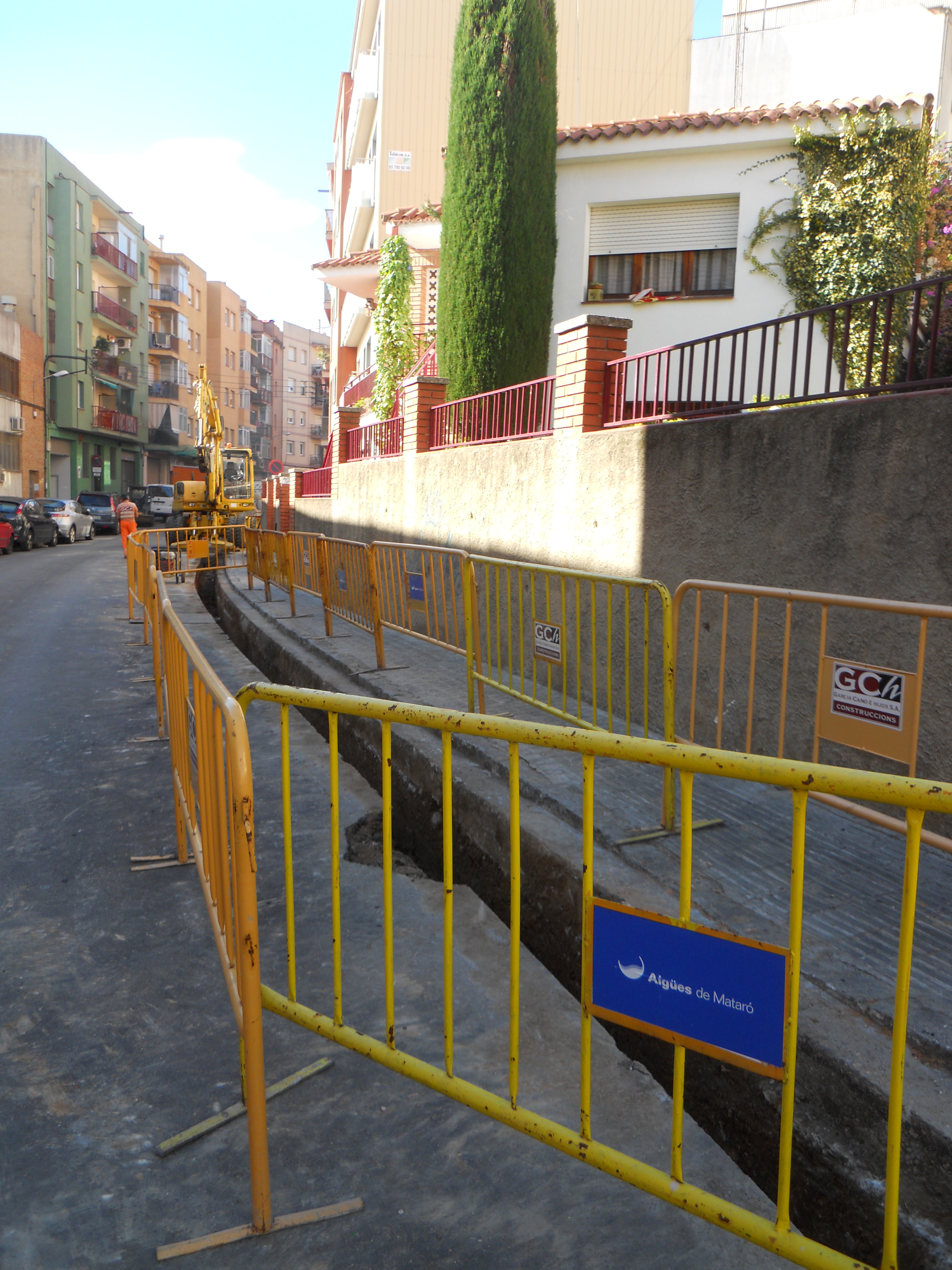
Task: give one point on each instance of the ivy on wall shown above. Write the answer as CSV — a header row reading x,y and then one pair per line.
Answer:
x,y
392,324
855,222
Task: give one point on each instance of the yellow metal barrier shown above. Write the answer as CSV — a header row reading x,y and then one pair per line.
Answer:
x,y
574,645
776,1236
267,558
213,791
870,708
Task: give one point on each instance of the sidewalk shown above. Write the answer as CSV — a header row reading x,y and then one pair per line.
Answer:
x,y
117,1029
742,878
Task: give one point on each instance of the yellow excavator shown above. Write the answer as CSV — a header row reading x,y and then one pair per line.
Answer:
x,y
227,495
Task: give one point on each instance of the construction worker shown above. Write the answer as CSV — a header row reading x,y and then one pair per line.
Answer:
x,y
129,516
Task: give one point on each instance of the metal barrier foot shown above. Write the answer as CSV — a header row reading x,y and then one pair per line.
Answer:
x,y
243,1233
238,1109
661,832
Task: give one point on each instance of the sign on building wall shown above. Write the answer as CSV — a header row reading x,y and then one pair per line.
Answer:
x,y
869,708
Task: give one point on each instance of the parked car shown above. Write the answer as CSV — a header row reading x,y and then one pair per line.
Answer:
x,y
31,524
72,521
102,509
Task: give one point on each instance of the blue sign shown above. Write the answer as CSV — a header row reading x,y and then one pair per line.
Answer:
x,y
709,991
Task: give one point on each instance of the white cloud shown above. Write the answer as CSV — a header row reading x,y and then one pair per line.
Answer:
x,y
238,228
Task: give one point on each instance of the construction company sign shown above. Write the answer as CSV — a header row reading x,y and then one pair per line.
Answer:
x,y
869,708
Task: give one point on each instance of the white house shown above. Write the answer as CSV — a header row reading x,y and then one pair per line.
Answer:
x,y
667,206
805,51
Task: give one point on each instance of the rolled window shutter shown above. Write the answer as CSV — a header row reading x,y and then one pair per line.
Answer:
x,y
670,225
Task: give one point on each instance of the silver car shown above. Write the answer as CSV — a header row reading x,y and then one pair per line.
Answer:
x,y
72,520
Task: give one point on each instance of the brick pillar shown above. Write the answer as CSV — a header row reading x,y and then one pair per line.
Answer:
x,y
586,345
421,396
347,417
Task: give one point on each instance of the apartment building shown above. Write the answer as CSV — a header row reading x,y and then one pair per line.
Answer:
x,y
618,60
229,335
73,269
305,398
267,394
178,344
22,412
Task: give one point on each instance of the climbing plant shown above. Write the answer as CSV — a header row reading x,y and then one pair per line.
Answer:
x,y
854,222
499,236
392,324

* * * * * * *

Stated goal =>
Convert the lines running from the one containing "Task: give one point on each instance of the silver" through the end of the entries above into a numbered list, leaving out any blank lines.

Final result =>
1. Task: give one point on each instance of the silver car shown above. Write the answer as CSV — a header row reading x,y and then one pair per line.
2. Answer:
3. x,y
4. 72,520
5. Task: give one point on each instance of the brick pillar shown above. Write the answer as CSV — a header row reading x,y and then one pair per line.
6. Answer:
7. x,y
8. 586,345
9. 421,396
10. 347,417
11. Task: give one point on each instance of the apartment building shown above. Write the answer as CSV — a header row reading x,y and then one pair per line.
12. Answer:
13. x,y
14. 618,60
15. 229,335
16. 73,269
17. 305,398
18. 267,394
19. 178,344
20. 22,412
21. Task: give one point on each instance of the climbing plant shown above. Write the answer as CSV — a header row reading x,y and then one pair per line.
22. Answer:
23. x,y
24. 854,222
25. 499,236
26. 392,324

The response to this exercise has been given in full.